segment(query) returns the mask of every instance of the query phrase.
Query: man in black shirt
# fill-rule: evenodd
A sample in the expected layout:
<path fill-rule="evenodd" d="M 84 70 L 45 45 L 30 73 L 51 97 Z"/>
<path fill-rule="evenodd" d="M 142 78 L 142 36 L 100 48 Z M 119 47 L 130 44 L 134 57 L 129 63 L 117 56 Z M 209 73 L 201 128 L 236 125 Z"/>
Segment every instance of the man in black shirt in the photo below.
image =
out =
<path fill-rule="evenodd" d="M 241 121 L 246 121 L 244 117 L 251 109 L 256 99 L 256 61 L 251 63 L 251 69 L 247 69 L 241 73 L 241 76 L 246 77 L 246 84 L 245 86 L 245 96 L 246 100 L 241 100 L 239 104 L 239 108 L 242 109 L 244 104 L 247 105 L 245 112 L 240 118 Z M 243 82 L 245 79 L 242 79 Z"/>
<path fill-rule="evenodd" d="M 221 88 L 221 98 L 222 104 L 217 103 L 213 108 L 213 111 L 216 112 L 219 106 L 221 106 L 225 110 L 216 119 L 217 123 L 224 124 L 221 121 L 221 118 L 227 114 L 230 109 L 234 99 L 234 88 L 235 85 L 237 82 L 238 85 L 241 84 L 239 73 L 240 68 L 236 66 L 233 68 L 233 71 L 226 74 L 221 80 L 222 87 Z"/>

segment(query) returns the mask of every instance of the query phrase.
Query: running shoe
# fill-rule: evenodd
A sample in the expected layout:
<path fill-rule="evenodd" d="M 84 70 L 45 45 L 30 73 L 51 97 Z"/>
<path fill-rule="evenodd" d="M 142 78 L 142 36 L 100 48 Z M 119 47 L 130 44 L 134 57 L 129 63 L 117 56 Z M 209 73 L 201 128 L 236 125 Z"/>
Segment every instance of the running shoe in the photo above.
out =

::::

## [JOB]
The data above must be returned in full, exactly as written.

## [RESPONSE BELOW]
segment(query) returns the mask of every instance of the query phrase.
Query: man in black shirt
# fill-rule: evenodd
A sample in the expected layout:
<path fill-rule="evenodd" d="M 84 70 L 45 45 L 30 73 L 51 97 Z"/>
<path fill-rule="evenodd" d="M 142 78 L 142 36 L 100 48 Z M 119 47 L 130 44 L 134 57 L 129 63 L 117 56 Z M 209 73 L 201 128 L 236 125 Z"/>
Segment every instance of the man in black shirt in the photo below.
image =
out =
<path fill-rule="evenodd" d="M 241 121 L 246 121 L 244 117 L 251 109 L 256 99 L 256 61 L 251 63 L 251 69 L 247 69 L 241 73 L 241 76 L 246 77 L 246 84 L 245 86 L 245 96 L 246 100 L 241 100 L 239 104 L 239 108 L 242 109 L 244 104 L 247 105 L 245 112 L 240 118 Z M 243 82 L 245 79 L 242 79 Z"/>
<path fill-rule="evenodd" d="M 221 88 L 221 98 L 222 104 L 217 103 L 213 108 L 213 111 L 216 112 L 219 106 L 221 106 L 225 110 L 216 119 L 217 123 L 224 124 L 221 121 L 221 118 L 227 114 L 230 109 L 234 99 L 234 88 L 235 85 L 237 82 L 238 85 L 241 84 L 239 73 L 240 68 L 236 66 L 233 68 L 233 71 L 226 74 L 221 80 L 222 87 Z"/>

segment(query) returns the mask of every instance of the query phrase.
Query: running shoe
# fill-rule: evenodd
A sample in the expected layout:
<path fill-rule="evenodd" d="M 84 70 L 45 45 L 30 73 L 51 97 Z"/>
<path fill-rule="evenodd" d="M 142 78 L 142 36 L 100 48 Z M 119 47 L 130 44 L 134 57 L 129 63 L 117 56 Z M 209 73 L 201 128 L 236 125 Z"/>
Segment every instance of the running shoe in the photo above.
out =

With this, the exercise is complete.